## START DOCUMENT SEGMENT

Text splitter bugfixes #560

Aexalon · 2025-08-05T12:21:27Z

additional hardening against running on windows (removing instances of "\r" from the text to be split) for the text splitters that did not already have this.
fixed a bug in the MarkdownHeaderTextSplitter where the header breadcrumb line was not losing the proper number of segments on depth reduction (it only ever removed 1 segment, regardless of how much less deep the next header was than the previous one).
added a test to validate that abovementioned bug was fixed.

Summary by CodeRabbit

New Features
- Added a new markdown test resource to improve testing of markdown parsing and splitting.
- Introduced a new test to validate markdown header splitting, ensuring correct handling of nested headers.
Bug Fixes
- Improved text splitting by normalizing line endings, ensuring consistent handling of carriage returns across different platforms.
- Enhanced markdown header splitting logic for more accurate header hierarchy truncation.
Chores
- Added FluentAssertions as a dependency to various test projects to improve test assertions.

* additional hardening against running on windows (removing instances of "\r" from the text to be split) for the text splitters that did not already have this. * fixed a bug in the MarkdownHeaderTextSplitter where the header breadcrumb line was not losing the proper number of segments on depth reduction (it only ever removed 1 segment, regardless of how much less deep the next header was than the previous one). * added a test to validate that abovementioned bug was fixed.

CLAassistant · 2025-08-05T12:21:35Z

All committers have signed the CLA.

coderabbitai · 2025-08-05T12:25:31Z

Walkthrough

The changes introduce the FluentAssertions package as a dependency in multiple test project files and centralize its version in the package management file. Additionally, text splitting logic in several splitter classes is updated to normalize line endings by removing carriage returns. A new markdown resource and a comprehensive test for markdown header splitting are also added.

## END DOCUMENT SEGMENT
## START DATASET RECORDS

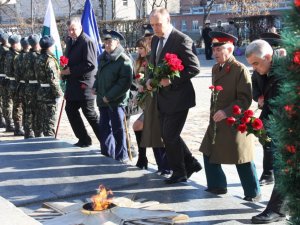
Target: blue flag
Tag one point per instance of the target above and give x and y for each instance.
(89, 25)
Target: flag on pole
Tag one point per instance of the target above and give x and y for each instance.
(89, 25)
(50, 28)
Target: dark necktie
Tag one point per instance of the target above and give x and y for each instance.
(159, 49)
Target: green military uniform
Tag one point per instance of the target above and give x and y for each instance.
(47, 71)
(31, 87)
(13, 108)
(19, 74)
(3, 50)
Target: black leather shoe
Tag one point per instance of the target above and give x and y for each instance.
(267, 216)
(266, 179)
(253, 199)
(175, 179)
(196, 167)
(83, 144)
(217, 191)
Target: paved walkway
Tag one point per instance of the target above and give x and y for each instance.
(39, 170)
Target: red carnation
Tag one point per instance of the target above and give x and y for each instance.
(297, 55)
(257, 124)
(227, 69)
(248, 113)
(230, 121)
(291, 148)
(236, 110)
(242, 127)
(63, 61)
(246, 119)
(219, 88)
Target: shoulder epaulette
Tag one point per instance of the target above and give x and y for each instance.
(124, 56)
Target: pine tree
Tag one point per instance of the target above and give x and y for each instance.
(285, 123)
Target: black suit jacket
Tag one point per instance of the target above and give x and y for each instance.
(83, 66)
(180, 95)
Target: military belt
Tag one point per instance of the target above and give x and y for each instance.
(45, 85)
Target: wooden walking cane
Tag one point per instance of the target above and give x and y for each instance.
(128, 139)
(59, 118)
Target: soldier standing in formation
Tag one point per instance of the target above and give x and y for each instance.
(4, 48)
(19, 73)
(47, 74)
(13, 108)
(31, 87)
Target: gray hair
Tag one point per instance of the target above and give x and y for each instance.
(259, 48)
(74, 20)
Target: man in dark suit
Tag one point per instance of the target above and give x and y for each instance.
(80, 75)
(175, 96)
(260, 55)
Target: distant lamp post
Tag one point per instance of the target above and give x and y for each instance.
(203, 2)
(4, 2)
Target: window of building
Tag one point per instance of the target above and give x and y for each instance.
(183, 25)
(195, 25)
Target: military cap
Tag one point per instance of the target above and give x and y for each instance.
(221, 38)
(272, 38)
(46, 41)
(14, 39)
(112, 34)
(4, 37)
(24, 42)
(34, 39)
(148, 30)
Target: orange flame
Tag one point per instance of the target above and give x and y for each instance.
(101, 200)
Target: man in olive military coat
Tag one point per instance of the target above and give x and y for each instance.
(231, 146)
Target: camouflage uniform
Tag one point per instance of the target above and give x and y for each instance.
(3, 50)
(13, 108)
(47, 71)
(31, 87)
(19, 76)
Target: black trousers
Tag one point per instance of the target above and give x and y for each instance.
(88, 109)
(268, 159)
(178, 153)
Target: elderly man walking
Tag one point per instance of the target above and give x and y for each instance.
(231, 146)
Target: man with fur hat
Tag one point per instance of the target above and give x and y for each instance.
(12, 106)
(4, 48)
(230, 146)
(47, 74)
(31, 88)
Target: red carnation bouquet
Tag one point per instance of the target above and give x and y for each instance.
(215, 90)
(63, 61)
(247, 122)
(168, 69)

## END DATASET RECORDS

[WHAT TO WORK ON]
a – Answer these from the text splitter pull request:
(i) Which character is removed from the text to be split as hardening against running on Windows?
(ii) How many segments did the MarkdownHeaderTextSplitter header breadcrumb remove on depth reduction before the fix?
(iii) Which package was added as a dependency to the test projects?
b – Proceed with the text splitter pull request from its final sentence.

[SOLVED TASKS]
a –
(i) "\r" (the carriage return)
(ii) Only 1 segment, regardless of how much less deep the next header was than the previous one.
(iii) FluentAssertions

b –
Changes

Cohort / File(s)	Change Summary
FluentAssertions Package Reference in Test Projects `src/Cli/test/LangChain.Cli.IntegrationTests/LangChain.Cli.IntegrationTests.csproj`, `src/Core/test/UnitTests/LangChain.Core.UnitTests.csproj`, `src/DocumentLoaders/IntegrationTests/LangChain.DocumentLoaders.IntegrationTests.csproj`, `src/Meta/test/LangChain.IntegrationTests.csproj`, `src/Splitters/Abstractions/test/LangChain.Splitters.Abstractions.Tests.csproj`, `src/Splitters/CSharp/test/LangChain.Splitters.CSharp.Tests.csproj`, `src/Utilities/Postgres/test/LangChain.Utilities.Postgres.IntegrationTests.csproj`	Added FluentAssertions as a package reference to various test project files.
Centralized Package Version Management `src/Directory.Packages.props`	Added FluentAssertions version "8.5.0" to centralized package management.
Text Splitter Line Ending Normalization `src/Splitters/Abstractions/src/Text/CharacterTextSplitter.cs`, `src/Splitters/Abstractions/src/Text/RecursiveCharacterTextSplitter.cs`	Updated methods to remove carriage return characters (`\r`) from input text before splitting.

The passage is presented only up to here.